**УСЛОВИЕ ЗАДАНИЯ**
Продолжите, пожалуйста, рассказ о возвращении в Лас-Вегас после реабилитационного центра, начав сразу после его последнего предложения.

**ПРЕДЛОЖЕННЫЙ ОТРЫВОК**
•••••

В феврале я вышел из реабилитационного центра и вернулся в Лас-Вегас. Мой план состоял в том, что я буду жить в своем доме и навещать Кики с ребенком, которые жили в «таунхаусе» по соседству. Но я чувствовал себя таким измученным и разбитым после реабилитационного центра, что, придя в «таунхаус», я просто остался там с Кики на две недели. Я в буквальном смысле этого слова боялся выходить из дома, потому что я не доверял самому себе. Я опасался, что могу сорваться. К нам с Кики вернулось то, что мы утратили, когда она оказалась в тюрьме. Мы много смеялись, болтали, смотрели телевизор, играли с Милан. Спустя две недели к нам зашел Крокодил, и мы с ним начали навещать парикмахерскую Мака и пару часов после обеда проводить там. Но я не попадал ни в какие неприятности.

•••••

**ИСХОДНЫЕ ДАННЫЕ**
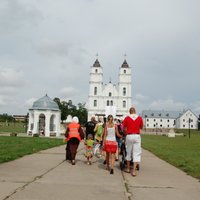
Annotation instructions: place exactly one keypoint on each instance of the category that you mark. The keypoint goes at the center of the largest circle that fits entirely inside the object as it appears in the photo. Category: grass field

•••••

**РЕЗУЛЬТАТ ВЫПОЛНЕНИЯ**
Когда мои анализы оказались плохими, контроль за прохождением мной испытательного срока переместился из Лас-Вегаса в Финикс. Но мой инспектор по надзору в Финиксе был отличным парнем. Я вместе с Кики и Милан приехал к нему, он убедился в том, что я справляюсь с проблемами, узнал о моем новом ребенке и позволил мне жить в Лас-Вегасе и раз в месяц просто информировать его в Финиксе о себе. Через день-другой мы вернулись в Лас-Вегас, и прежде, чем завезти Кики с Милан в таунхаус, я решил заглянуть к себе домой. И снова вмешалась судьба. Оказалось, что в моей посудомоечной машине лопнула труба, и затопило весь дом. Не знаю, возможно, это было божественное вмешательство, чтобы еще больше сблизить меня и Кики, но это принесло мне массу неудобств.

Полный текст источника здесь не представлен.